[start Supplied information]
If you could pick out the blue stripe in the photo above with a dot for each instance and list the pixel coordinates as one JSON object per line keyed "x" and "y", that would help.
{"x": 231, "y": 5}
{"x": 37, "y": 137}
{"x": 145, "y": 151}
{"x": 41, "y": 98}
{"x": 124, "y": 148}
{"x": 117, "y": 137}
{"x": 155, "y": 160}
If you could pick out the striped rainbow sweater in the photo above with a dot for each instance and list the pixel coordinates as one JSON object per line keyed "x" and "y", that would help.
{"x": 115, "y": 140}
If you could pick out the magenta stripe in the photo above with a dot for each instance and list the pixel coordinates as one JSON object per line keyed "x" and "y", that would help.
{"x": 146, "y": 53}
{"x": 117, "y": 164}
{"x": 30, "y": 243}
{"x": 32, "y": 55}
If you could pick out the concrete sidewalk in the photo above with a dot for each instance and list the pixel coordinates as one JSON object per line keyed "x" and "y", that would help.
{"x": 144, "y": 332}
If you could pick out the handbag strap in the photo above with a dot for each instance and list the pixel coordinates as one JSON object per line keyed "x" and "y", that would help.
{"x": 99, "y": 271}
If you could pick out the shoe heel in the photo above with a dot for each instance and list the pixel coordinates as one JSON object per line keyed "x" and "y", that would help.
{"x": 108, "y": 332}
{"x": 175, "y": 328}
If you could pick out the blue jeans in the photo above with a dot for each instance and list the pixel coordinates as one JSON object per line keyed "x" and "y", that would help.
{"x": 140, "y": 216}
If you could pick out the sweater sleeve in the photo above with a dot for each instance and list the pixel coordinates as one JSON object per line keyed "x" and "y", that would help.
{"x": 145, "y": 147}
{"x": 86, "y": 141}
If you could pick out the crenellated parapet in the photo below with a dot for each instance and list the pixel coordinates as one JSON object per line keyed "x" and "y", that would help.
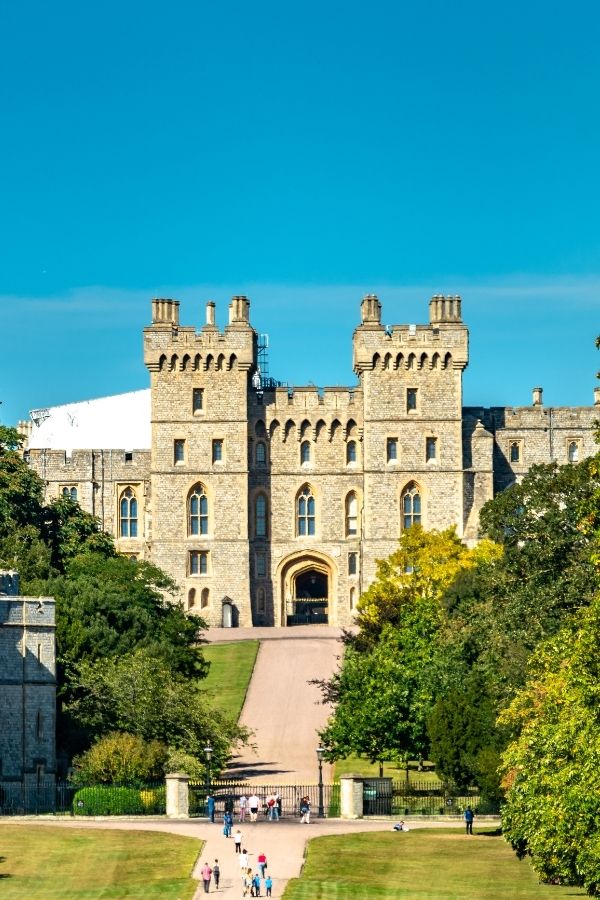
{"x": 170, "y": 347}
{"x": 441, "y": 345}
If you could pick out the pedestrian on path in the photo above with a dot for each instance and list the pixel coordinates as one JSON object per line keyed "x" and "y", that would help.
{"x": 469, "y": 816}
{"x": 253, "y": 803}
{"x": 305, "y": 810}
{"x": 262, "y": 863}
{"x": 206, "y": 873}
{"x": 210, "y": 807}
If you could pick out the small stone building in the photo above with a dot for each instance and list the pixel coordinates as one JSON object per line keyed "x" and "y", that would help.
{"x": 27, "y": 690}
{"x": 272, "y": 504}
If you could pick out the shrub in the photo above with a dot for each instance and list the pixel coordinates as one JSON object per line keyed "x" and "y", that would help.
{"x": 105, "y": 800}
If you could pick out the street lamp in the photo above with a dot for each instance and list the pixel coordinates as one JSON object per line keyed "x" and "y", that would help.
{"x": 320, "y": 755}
[end Supplied information]
§ **Set exercise**
Will you restate every entry word for word and omit the images?

§ **Task result**
If you could pick out the blue stripe in the photo above with a dot for each instance and list the pixel coordinates as one JSON object per line keyed "x" and "y", that would help.
{"x": 231, "y": 5}
{"x": 37, "y": 137}
{"x": 145, "y": 151}
{"x": 41, "y": 98}
{"x": 124, "y": 148}
{"x": 117, "y": 137}
{"x": 155, "y": 160}
If you could pick out the striped rainbow sweater in the photo above with a dot for each instance and list the pixel coordinates as one JSON object per line keyed "x" and "y", that would help.
{"x": 115, "y": 140}
If you could pick out the magenta stripe in the photo above with a dot for each instance and list the pixel coordinates as one JSON object per line keyed "x" and "y", that would help.
{"x": 146, "y": 53}
{"x": 117, "y": 164}
{"x": 30, "y": 243}
{"x": 32, "y": 55}
If you could pick out the concrete sidewalk in the photo above with a dot for each instance and list the pixel coordinates as one JSON object per line keyed "x" and "y", that would help.
{"x": 144, "y": 332}
If you could pick out the handbag strap in the photo above with a dot for each instance and list the pixel coordinates as one JSON object per line keyed "x" and "y", that would help.
{"x": 99, "y": 271}
If you could pick out the shoe heel in the photo above with a dot for each instance and list the pixel coordinates as one JSON object per line keyed "x" and "y", that would help.
{"x": 108, "y": 332}
{"x": 175, "y": 328}
If you could pick out the blue jeans in the photo above with a dot for each instance and list the pixel coordinates as one JSON object per line keyed "x" and "y", that would help.
{"x": 140, "y": 216}
If you could pick out the sweater sleeve in the photo above with a dot for each instance and list the pixel coordinates as one JSON object per line keyed "x" and "y", that would help.
{"x": 145, "y": 147}
{"x": 86, "y": 141}
If you could pick out the crenellated parapet in the photo below with a dot for each instance and list the pixel coordinates as one JSON object per line keyed "x" and "y", that would help.
{"x": 170, "y": 347}
{"x": 441, "y": 345}
If you could pick out the pedestrian on path in the photo above with a dot for each instance and list the pixel coordinates as one JSON object per line keyed "x" and "y", that would help.
{"x": 469, "y": 816}
{"x": 253, "y": 803}
{"x": 305, "y": 810}
{"x": 262, "y": 863}
{"x": 206, "y": 873}
{"x": 210, "y": 807}
If you could pick out the small stone building in the photo above with a dot for each instance and list the pixel coordinates as one JSON object per line keyed "x" and "y", that would help.
{"x": 27, "y": 690}
{"x": 272, "y": 504}
If you could pick out the shrub in the photo above with a dot for each instance and list the pixel coordinates as one JSON object per line keyed "x" and "y", that would help.
{"x": 105, "y": 800}
If you could pick out the street lamp in the photo above with a dot for each instance and list the pixel coordinates as one JSON object per line keyed "x" and "y", that would help.
{"x": 320, "y": 755}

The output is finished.